> _Exercise_
Scale the stretch from the line containing "Can you find the street" through the line containing "227], [345, 176]]", both ends included. Reproduce only those lines, requests and all, with every point coordinate in the answers multiplied by 2 and rounded to a whole number (halves up), and leave the requests and their format samples unchanged.
>> Start Dataset records
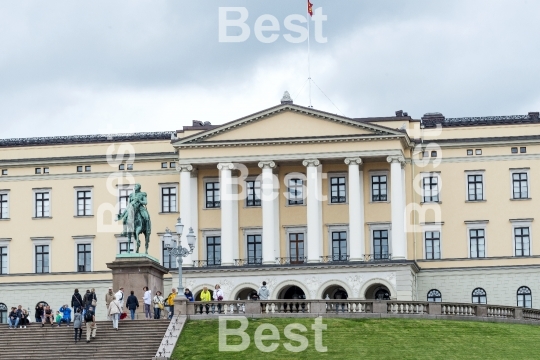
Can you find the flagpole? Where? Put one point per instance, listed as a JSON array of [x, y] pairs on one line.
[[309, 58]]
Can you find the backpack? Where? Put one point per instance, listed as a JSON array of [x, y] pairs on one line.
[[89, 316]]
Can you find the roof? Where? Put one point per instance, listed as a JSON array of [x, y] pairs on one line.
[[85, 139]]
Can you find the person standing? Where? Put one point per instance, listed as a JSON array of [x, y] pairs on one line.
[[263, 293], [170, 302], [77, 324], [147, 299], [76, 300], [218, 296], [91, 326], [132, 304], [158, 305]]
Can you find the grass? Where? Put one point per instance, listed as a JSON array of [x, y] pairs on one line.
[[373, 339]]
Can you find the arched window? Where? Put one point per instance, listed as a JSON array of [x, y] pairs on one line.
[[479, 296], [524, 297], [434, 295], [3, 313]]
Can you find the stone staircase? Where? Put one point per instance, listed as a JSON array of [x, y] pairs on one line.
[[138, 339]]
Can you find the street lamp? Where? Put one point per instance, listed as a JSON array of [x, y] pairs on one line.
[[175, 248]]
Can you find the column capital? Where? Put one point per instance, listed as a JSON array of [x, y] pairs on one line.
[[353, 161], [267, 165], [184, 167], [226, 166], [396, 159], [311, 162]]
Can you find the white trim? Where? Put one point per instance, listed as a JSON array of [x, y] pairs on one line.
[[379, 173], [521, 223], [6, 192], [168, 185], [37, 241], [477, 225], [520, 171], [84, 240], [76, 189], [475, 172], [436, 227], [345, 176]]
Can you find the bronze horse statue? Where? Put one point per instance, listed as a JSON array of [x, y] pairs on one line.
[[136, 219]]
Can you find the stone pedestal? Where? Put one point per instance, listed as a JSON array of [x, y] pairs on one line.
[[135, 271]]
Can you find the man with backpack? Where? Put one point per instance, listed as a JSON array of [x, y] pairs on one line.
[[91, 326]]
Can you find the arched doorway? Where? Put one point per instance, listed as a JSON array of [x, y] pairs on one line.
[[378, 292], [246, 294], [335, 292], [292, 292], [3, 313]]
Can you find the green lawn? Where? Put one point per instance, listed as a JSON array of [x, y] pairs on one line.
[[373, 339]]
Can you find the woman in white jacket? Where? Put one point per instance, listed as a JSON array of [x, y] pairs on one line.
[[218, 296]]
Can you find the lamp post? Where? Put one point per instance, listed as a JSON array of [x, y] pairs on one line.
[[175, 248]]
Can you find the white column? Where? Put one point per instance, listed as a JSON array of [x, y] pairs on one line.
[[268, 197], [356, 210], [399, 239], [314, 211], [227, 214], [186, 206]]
>> End Dataset records
>> Start Dataset records
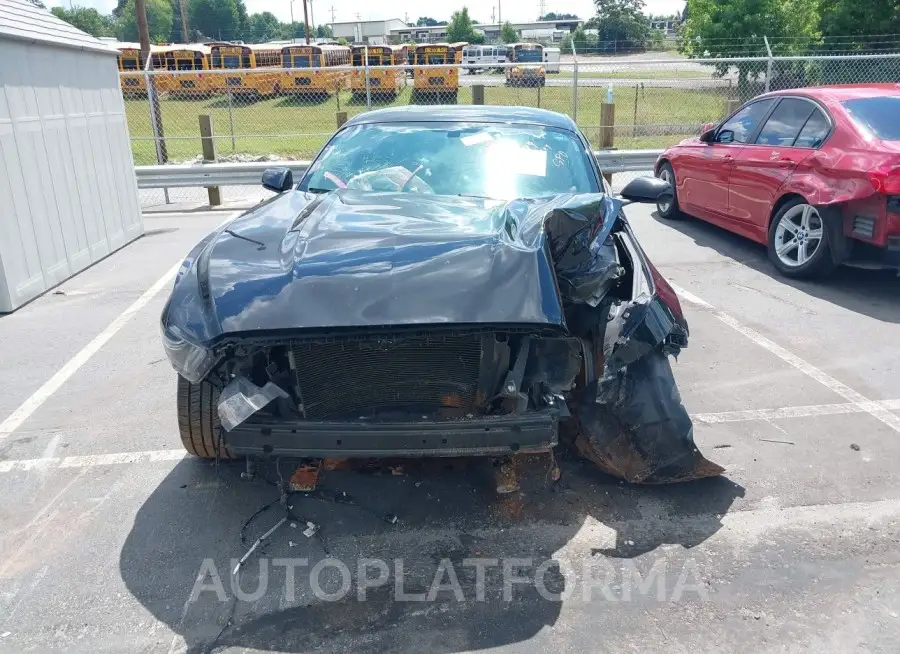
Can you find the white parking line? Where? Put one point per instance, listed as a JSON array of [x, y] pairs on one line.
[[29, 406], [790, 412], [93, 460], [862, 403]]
>> End Dataset records
> _Response to this exercise_
Can you find the street lamp? Where? Put one point per instance, listed as a JSON array of [x, y] pairs on one line.
[[350, 496]]
Can you find the column capital? Where? Put one point per instance, listed as a JSON array of [x, y] pairs on one line.
[[706, 322], [534, 330], [368, 334], [452, 332], [792, 318], [622, 324]]
Can you find the white trim? Where? Put one point per instance, listed as a JSON array of [x, y] pairs on one line.
[[758, 346], [1042, 446], [12, 384], [336, 370], [74, 482], [954, 450], [1040, 342], [168, 480], [152, 378], [950, 344], [872, 454], [690, 352]]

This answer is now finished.